**Texte cité**
<<<<
Aujourd'hui, un Guest post signé Silvère Tajan, en pleine forme !

 

Ce n'est un secret pour personne, j'aime beaucoup voyager aux Etats Unis. J'y passe très régulièrement mes vacances, et dans un peu moins de deux semaines, je prend l'avion pour mon pèlerinage annuel au pays de Jefferson. Ce sera l'occasion, comme chaque fois, de me soumettre à un régime un peu particulier. Il faut en effet savoir que je suis un grand amateur de la boisson aromatisée à l'extrait de cola. J'en bois très régulièrement, par plaisir ou pour me désaltérer. Tout au long de l'année. Ou presque.
>>>>
**Données enregistrées**
<<<<
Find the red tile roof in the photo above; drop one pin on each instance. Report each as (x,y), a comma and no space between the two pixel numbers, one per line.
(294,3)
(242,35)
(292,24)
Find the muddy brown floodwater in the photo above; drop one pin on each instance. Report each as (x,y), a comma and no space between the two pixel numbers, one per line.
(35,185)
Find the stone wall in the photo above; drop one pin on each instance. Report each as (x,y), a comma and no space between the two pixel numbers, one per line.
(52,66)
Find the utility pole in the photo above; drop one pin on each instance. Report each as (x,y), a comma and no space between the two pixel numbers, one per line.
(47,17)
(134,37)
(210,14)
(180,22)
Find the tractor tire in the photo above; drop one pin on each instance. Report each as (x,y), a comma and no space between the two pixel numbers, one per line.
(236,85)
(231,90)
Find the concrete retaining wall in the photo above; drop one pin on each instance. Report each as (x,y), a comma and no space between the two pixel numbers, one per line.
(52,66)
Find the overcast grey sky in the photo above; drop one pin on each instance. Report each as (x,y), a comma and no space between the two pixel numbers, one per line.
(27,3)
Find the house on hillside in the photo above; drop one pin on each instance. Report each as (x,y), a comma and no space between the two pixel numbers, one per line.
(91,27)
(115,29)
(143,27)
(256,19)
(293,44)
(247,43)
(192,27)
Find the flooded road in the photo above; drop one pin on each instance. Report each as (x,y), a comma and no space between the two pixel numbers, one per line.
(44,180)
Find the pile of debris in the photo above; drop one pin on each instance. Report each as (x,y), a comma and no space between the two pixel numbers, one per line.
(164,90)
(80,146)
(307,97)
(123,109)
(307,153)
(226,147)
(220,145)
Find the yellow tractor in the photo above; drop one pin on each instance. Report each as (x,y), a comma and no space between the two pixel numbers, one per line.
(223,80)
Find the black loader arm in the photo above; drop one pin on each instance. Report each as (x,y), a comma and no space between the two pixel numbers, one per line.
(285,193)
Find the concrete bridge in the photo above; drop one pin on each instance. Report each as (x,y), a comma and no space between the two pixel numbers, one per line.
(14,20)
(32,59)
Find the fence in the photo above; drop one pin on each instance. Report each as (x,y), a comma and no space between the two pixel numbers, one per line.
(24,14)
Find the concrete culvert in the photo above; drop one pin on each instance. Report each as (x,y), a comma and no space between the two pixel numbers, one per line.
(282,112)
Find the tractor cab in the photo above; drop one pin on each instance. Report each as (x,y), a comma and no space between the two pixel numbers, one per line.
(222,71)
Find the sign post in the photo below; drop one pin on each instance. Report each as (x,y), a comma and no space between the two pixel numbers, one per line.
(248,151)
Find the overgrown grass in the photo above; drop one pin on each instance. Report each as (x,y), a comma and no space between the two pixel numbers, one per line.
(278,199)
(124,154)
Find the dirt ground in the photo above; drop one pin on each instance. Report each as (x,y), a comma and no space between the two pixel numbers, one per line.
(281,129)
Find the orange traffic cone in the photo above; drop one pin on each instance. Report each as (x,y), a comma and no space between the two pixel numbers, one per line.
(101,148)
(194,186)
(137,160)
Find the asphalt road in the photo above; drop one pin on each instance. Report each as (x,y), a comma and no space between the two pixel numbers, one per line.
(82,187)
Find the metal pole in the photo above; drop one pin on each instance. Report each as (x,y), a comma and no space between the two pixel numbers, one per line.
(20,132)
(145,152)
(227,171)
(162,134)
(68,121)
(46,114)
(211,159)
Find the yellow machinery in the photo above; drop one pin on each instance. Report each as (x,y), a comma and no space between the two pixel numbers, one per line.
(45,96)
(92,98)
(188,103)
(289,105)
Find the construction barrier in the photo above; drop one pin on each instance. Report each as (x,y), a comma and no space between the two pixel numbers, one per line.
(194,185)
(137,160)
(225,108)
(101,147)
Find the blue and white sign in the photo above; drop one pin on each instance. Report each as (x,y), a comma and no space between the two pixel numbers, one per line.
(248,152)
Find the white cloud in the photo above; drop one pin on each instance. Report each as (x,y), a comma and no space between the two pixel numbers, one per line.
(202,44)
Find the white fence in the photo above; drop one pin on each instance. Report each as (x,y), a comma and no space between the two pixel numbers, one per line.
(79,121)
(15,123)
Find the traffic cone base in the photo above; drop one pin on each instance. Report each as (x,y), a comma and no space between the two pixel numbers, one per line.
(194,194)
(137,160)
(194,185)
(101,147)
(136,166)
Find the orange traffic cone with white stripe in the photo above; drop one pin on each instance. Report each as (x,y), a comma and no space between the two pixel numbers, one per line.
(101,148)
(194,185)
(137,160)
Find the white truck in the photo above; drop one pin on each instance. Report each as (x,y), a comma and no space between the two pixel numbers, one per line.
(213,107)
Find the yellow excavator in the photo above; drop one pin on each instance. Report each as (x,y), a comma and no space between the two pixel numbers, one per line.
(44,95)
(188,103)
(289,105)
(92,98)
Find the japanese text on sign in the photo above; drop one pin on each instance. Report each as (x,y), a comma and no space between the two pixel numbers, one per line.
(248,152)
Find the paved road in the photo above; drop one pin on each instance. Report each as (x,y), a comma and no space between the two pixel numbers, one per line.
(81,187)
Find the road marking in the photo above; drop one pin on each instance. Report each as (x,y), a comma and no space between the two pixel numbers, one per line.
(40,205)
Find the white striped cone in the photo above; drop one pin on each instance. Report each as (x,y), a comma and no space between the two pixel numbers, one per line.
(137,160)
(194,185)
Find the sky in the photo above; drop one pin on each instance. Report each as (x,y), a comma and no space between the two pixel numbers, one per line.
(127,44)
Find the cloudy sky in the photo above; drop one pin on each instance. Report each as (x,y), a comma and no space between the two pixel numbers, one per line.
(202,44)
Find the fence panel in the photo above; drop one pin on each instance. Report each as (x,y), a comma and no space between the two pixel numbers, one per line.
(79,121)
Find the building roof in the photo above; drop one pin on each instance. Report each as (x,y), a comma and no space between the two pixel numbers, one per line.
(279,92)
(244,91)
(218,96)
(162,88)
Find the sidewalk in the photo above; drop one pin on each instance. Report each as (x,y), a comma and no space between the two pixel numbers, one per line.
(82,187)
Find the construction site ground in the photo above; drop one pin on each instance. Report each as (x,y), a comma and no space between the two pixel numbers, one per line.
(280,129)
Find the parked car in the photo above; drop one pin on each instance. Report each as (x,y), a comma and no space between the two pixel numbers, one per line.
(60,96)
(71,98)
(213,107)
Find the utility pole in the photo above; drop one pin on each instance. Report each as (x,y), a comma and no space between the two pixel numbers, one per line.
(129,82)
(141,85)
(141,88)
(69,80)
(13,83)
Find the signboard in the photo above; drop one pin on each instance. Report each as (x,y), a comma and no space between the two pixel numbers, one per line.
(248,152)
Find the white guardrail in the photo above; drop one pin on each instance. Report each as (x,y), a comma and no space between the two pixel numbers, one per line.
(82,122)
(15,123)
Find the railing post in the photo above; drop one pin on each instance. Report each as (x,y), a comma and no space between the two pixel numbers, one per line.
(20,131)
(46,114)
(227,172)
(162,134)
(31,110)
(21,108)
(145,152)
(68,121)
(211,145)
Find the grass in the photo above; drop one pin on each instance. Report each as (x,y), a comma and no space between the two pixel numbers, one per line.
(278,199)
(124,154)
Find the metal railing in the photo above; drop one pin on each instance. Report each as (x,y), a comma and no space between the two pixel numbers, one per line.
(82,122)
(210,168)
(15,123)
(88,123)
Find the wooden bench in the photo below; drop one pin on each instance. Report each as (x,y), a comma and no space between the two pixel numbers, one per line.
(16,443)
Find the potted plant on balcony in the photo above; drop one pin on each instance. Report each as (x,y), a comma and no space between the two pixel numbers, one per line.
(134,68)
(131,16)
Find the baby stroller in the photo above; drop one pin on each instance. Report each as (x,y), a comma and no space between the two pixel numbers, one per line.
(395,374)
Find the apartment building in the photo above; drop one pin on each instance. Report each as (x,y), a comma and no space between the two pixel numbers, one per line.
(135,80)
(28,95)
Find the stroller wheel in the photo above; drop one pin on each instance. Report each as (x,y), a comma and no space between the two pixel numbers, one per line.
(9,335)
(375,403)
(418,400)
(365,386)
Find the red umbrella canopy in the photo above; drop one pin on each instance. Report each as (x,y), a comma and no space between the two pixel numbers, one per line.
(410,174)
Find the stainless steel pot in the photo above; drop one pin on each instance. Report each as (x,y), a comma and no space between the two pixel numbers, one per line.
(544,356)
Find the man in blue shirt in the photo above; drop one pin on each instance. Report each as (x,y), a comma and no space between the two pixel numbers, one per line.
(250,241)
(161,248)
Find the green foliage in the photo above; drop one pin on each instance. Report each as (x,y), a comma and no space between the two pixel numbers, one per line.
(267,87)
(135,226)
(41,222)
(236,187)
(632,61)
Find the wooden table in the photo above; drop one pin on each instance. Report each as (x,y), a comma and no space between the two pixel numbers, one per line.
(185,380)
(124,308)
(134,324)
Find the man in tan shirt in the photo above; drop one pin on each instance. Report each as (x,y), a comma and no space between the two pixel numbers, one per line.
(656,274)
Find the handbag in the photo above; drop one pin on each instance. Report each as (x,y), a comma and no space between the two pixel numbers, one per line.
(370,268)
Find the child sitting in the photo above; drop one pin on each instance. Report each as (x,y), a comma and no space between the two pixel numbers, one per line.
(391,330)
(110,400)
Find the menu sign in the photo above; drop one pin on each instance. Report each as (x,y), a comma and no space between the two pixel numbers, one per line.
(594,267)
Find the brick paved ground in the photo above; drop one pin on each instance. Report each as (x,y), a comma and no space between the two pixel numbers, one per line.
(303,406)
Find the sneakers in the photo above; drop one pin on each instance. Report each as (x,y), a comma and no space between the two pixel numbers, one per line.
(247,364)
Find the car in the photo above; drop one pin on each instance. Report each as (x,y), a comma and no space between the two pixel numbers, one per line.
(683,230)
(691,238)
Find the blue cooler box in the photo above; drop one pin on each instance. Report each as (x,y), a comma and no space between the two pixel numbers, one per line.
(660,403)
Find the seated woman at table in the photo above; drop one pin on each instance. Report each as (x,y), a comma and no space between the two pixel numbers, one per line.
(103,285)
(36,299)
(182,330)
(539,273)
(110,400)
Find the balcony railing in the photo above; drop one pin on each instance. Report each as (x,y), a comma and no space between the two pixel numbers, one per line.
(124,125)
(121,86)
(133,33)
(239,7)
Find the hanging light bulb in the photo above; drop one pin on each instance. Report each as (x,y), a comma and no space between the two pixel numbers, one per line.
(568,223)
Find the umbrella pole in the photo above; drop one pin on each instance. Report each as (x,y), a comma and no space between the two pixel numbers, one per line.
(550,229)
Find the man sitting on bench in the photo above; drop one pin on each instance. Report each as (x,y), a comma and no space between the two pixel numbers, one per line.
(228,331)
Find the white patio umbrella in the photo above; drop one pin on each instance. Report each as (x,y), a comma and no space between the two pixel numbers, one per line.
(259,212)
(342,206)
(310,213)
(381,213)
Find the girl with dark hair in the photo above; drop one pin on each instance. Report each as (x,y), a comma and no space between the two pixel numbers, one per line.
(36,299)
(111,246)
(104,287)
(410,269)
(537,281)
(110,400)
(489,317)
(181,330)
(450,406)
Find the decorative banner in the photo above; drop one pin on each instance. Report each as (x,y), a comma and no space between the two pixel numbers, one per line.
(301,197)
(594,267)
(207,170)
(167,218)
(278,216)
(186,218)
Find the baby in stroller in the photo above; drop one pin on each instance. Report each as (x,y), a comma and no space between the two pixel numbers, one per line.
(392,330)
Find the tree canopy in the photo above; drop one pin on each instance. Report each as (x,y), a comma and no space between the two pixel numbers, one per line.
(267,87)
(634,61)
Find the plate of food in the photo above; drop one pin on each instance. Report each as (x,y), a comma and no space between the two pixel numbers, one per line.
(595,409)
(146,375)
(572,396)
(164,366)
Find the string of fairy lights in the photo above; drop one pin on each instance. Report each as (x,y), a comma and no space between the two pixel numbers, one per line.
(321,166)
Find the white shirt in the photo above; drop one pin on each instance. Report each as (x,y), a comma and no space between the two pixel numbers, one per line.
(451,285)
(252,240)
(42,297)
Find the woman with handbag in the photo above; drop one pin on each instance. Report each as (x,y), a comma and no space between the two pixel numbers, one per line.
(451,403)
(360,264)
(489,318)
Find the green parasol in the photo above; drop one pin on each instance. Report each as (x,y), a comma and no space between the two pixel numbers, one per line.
>>>>
**Consigne écrite 1**
Répondez aux questions suivantes d'après le texte sur les vacances aux États-Unis :
(a) Quel nom signe ce guest post ?
(b) Dans combien de temps le départ en avion est-il prévu ?
(c) Quelle boisson est bue très régulièrement, par plaisir ou pour se désaltérer ?
**Consigne écrite 2**
Prolongez le texte sur les vacances aux États-Unis à partir de sa dernière phrase.

**Résultat de l'exercice 1**
(a) Silvère Tajan.
(b) Dans un peu moins de deux semaines.
(c) La boisson aromatisée à l'extrait de cola.

**Résultat de l'exercice 2**
Une affaire de goût

 

En effet, un des avantages d'apprécier le Coca Cola, car c'est bien évidemment de ce soda dont nous parlons, c'est qu'il est mis en bouteille localement à travers le monde, mais à partir d'un concentré dont la firme d'Atlanta garde jalousement le secret, et qu'elle produit dans un nombre très limité d'usines qu'elle possède en propre (à la différence des usines de mise en bouteilles qui sont des franchisés locaux). C'est ainsi que le goût de la boisson la plus connue au monde est identique aux quatre coins du globe. Ouvrez une canette à Paris, Tokyo ou au fin fond de l'Afrique, et vous partagerez la même expérience. Enfin, partout, ou presque.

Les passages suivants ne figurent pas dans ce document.